### Given passage
Essential workers eligible for state child care during pandemic

Gov. J.B. Pritzker and Illinois Department of Public Health Director Dr. Ngozi Ezike wear masks as they arrive for a daily press briefing on the state's fight against the novel coronavirus pandemic Sunday in Chicago. State residents are urged, but not required, to wear face masks when they are in public places to help slow the spread of COVID-19.

SPRINGFIELD – Workers in Illinois whose jobs are deemed essential during the COVID-19 pandemic are now eligible for increased state child care services, Gov. J.B. Pritzker said Sunday.

Because essential workers cannot always be home to care for their children, Pritzker announced the state has expanded its Child Care Assistance Program to include workers in health care, human services, essential government services and essential infrastructure.

The state will cover most of the cost of care at emergency child care centers and homes, the governor said. Workers now eligible for emergency child care assistance range from nurses, doctors and hospital support staff to grocery store workers and food producers.

“Our essential workforce deserves to know that their kids are safe and cared for in a small and affordable group setting,” Pritzker said Sunday during his daily coronavirus briefing in Chicago.

Pritzker and Dr. Ngozi Ezike, director of the Illinois Department of Public Health, entered the briefing room wearing surgical masks, which Pritzker has recommended Illinoisans wear in crowded places.

Essential workers can find child care applications on the Illinois Department of Human Services website, DHS.illinois.gov/helpishere, and the state’s website of COVID-19 resources, coronavirus.illinois.gov.

Child care centers that are closed may apply for a permit to reopen as emergency centers through the Illinois Department of Child and Family Services. Home child care providers do not need a permit and can serve up to six children.

Pritzker said the state will also increase its reimbursement rates to emergency child care centers and homes by 30 percent.

“By and large, child care in this country is a high-risk, low-revenue business with razor-thin margins,” Pritzker said. “The people who run our centers and homes do so because they love to be there for our kids and our families.”

Pritzker also reminded Illinoisans that children who can stay home should stay home, and that the COVID-19 pandemic is not the time for arranging play dates or hanging out with friends.

“We need our youngest Illinoisans to follow this guidance, just like everyone else,” the governor said.

Cases top 11,000

The Illinois Department of Public Health reported 899 new cases of COVID-19 on Sunday, including 31 new deaths. The new cases push the state into its fifth straight week of daily increases since reaching seven cases on March 8.

Illinois has recorded 11,256 total cases of COVID-19 and 274 total deaths from the disease. Nearly 60,000 people have been tested.

Though most of the new deaths are – and have been – in Cook County, the downstate counties of Peoria and Montgomery reported their first deaths on Sunday, with one apiece.

Stateville Correctional Center, near Joliet, also recorded its second inmate death from COVID-19. Ezike said the prisoner died at a local hospital, and Stateville has 60 cases of COVID-19.

“You all know like I know that these numbers represent people. They represent our fellow Illinoisans,” she said. “We should continue to do our best and keep everyone safe by staying home, washing our hands and physically distancing.”

On this Palm Sunday, which marks a week before Easter, Ezike urged religious Illinoisans to observe holy days at home and religious leaders to host services online.

“Once this pandemic comes to an end, we'll all be able to worship as previously and celebrate our treasured milestones together,” Ezike said. “We do have to do things differently because we're fighting an enemy that we've never seen before.”

### Listed entries
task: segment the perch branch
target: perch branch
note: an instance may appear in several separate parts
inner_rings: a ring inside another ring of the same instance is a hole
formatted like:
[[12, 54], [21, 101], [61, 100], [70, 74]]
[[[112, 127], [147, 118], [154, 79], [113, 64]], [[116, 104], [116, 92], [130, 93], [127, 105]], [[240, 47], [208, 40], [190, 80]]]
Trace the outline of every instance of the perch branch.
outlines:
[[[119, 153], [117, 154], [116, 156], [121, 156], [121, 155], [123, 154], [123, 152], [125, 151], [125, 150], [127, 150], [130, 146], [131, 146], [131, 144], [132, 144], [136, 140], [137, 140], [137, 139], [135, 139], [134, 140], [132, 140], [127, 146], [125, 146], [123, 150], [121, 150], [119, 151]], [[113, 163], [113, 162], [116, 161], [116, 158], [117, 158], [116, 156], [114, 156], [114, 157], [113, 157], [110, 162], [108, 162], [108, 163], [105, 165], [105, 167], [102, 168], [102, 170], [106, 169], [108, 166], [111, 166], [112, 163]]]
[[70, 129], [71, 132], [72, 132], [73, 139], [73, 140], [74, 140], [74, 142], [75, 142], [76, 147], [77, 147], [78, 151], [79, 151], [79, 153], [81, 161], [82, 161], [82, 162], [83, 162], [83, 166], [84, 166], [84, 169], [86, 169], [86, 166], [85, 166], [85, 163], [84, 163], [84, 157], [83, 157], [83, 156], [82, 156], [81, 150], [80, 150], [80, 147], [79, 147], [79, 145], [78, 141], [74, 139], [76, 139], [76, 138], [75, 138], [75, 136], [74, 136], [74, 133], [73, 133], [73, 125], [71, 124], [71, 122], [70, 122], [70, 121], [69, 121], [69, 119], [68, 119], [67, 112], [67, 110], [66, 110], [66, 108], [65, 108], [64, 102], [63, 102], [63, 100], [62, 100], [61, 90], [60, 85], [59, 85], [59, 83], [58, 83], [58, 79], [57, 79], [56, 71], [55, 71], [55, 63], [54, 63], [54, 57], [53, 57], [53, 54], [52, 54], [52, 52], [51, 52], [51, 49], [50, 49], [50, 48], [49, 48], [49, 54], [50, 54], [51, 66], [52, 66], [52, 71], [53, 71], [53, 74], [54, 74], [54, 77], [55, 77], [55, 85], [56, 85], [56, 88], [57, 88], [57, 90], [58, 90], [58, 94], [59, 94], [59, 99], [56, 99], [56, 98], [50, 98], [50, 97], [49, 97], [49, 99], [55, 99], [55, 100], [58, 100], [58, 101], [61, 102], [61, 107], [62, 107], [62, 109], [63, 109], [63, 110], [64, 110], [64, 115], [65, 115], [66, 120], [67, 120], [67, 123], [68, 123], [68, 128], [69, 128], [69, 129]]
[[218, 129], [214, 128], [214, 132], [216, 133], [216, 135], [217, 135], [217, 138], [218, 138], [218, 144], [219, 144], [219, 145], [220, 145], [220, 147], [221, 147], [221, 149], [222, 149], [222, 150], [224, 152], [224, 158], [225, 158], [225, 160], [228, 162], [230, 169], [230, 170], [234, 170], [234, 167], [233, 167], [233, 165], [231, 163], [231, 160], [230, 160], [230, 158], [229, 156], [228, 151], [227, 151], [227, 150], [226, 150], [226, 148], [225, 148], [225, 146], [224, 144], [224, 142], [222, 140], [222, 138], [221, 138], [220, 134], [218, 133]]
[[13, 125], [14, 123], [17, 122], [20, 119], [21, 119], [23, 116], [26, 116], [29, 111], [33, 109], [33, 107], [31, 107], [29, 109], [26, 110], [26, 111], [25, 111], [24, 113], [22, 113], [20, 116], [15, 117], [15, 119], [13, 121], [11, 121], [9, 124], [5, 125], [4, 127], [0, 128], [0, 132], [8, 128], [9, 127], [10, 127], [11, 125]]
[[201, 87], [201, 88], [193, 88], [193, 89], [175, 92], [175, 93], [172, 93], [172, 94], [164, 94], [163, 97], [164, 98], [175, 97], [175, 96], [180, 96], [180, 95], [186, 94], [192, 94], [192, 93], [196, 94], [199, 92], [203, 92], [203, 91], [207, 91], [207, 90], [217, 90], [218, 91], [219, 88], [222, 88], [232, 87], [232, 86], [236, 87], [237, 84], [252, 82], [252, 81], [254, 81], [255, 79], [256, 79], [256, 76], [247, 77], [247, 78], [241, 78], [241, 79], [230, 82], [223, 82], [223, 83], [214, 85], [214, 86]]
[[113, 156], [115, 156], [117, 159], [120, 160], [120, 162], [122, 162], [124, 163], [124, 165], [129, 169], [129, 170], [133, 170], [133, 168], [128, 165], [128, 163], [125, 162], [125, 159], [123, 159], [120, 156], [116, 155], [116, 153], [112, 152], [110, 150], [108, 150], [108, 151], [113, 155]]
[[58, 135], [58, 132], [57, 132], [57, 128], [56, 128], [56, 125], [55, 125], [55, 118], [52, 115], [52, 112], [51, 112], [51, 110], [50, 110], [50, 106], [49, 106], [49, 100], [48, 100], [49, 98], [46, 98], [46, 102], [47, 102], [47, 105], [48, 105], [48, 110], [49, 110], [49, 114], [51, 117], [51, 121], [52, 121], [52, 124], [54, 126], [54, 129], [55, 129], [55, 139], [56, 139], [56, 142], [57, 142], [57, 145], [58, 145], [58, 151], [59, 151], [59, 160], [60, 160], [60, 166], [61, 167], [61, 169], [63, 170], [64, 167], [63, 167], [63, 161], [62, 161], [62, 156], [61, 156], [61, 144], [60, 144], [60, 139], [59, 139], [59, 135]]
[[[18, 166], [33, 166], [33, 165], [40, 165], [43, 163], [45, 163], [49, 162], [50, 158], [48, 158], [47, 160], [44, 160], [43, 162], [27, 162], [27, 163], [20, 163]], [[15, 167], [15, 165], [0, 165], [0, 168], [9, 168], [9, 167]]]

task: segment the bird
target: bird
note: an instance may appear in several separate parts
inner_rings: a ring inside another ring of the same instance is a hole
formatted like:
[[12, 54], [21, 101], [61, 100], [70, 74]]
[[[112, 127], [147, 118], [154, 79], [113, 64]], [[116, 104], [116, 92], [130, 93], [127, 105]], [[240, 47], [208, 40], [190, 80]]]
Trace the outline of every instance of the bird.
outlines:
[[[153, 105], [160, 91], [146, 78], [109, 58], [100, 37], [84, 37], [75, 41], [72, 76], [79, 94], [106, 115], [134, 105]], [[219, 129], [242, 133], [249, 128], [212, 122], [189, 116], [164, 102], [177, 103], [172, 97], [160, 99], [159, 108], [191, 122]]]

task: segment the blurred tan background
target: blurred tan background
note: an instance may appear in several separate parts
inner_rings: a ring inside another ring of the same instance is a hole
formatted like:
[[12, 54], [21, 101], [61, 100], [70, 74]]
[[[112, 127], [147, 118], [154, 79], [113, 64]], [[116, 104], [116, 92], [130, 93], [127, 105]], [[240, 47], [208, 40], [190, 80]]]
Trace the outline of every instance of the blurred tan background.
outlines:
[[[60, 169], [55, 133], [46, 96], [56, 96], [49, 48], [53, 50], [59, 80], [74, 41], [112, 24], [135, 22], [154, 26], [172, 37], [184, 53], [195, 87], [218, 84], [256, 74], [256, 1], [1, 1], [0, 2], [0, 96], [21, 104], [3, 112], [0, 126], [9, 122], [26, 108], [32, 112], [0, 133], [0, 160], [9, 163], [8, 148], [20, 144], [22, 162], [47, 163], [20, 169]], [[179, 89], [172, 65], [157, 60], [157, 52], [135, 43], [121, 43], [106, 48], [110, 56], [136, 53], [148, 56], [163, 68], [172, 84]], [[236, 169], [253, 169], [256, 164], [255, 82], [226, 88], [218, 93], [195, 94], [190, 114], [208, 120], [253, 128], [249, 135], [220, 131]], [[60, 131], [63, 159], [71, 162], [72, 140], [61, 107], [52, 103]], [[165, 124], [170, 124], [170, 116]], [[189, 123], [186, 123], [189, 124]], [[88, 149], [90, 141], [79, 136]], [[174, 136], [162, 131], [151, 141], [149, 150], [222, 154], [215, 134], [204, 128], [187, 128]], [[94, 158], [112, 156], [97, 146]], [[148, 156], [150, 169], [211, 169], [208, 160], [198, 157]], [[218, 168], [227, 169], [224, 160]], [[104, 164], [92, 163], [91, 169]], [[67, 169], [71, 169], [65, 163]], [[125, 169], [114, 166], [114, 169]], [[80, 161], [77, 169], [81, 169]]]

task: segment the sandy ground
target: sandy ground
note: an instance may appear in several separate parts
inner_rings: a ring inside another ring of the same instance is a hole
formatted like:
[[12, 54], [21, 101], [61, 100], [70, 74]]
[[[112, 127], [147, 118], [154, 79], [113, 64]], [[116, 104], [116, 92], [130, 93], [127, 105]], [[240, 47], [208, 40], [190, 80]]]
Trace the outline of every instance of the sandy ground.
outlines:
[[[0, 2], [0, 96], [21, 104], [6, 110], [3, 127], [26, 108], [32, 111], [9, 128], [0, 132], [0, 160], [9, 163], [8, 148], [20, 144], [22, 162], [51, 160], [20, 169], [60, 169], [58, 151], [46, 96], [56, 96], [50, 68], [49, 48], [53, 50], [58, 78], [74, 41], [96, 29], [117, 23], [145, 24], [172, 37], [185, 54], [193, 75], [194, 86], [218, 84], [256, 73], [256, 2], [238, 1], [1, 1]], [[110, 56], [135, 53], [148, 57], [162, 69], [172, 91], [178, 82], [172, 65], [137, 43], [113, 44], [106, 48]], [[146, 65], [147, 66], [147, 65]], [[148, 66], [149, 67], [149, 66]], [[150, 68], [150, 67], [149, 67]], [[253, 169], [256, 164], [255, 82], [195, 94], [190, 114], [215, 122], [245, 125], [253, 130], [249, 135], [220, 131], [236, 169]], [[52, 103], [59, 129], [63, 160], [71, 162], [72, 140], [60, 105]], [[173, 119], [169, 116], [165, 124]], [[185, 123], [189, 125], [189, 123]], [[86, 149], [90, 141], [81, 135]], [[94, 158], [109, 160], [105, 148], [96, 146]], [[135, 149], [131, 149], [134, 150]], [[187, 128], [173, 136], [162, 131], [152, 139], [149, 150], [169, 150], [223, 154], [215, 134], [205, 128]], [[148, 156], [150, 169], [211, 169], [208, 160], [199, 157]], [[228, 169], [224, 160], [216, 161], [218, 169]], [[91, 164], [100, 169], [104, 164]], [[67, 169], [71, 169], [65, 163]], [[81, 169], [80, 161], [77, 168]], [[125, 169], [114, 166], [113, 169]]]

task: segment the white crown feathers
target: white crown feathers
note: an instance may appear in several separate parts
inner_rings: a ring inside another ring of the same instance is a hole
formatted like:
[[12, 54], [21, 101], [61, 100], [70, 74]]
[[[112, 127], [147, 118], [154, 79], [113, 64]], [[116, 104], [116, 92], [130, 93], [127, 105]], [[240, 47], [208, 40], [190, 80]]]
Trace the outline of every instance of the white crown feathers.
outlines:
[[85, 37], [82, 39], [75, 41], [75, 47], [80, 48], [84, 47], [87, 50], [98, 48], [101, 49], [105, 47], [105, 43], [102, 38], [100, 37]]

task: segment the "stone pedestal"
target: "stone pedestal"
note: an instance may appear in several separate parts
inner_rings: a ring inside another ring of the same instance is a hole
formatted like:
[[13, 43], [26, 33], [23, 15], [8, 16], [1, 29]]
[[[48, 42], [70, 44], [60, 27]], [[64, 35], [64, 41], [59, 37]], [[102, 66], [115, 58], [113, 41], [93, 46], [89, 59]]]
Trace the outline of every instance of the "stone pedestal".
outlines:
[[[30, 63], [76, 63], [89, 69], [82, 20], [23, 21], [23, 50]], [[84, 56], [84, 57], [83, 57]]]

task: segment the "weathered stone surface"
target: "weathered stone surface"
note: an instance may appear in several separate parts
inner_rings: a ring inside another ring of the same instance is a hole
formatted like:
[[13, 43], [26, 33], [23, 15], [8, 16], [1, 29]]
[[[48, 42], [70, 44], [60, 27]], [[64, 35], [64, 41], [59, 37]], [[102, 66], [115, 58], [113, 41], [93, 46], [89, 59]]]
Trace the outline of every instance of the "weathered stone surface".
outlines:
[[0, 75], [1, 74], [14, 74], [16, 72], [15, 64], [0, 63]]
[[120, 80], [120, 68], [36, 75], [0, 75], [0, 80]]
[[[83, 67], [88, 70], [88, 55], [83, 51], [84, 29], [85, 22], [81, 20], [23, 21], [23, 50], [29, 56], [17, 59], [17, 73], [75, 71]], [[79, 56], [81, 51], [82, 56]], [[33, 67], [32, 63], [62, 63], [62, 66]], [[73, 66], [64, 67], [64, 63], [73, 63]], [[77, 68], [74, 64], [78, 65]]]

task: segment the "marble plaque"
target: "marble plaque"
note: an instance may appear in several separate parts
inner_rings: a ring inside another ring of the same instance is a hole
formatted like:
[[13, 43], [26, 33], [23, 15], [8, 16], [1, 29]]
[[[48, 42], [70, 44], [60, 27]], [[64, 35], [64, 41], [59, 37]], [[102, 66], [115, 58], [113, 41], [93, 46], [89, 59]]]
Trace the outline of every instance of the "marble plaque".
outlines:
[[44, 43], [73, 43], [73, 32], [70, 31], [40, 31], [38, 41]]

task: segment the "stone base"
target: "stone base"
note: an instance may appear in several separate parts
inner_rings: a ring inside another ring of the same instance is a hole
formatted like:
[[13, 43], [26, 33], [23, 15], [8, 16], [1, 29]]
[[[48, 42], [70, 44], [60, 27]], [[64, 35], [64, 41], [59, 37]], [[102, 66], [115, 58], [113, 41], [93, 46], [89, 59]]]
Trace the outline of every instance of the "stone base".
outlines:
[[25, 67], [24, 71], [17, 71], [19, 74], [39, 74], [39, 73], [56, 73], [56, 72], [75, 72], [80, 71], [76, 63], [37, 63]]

### Exercise goal
According to the article on child care for essential workers, by what percentage will the state increase its reimbursement rates to emergency child care centers and homes?

### Completed exercise
By 30 percent.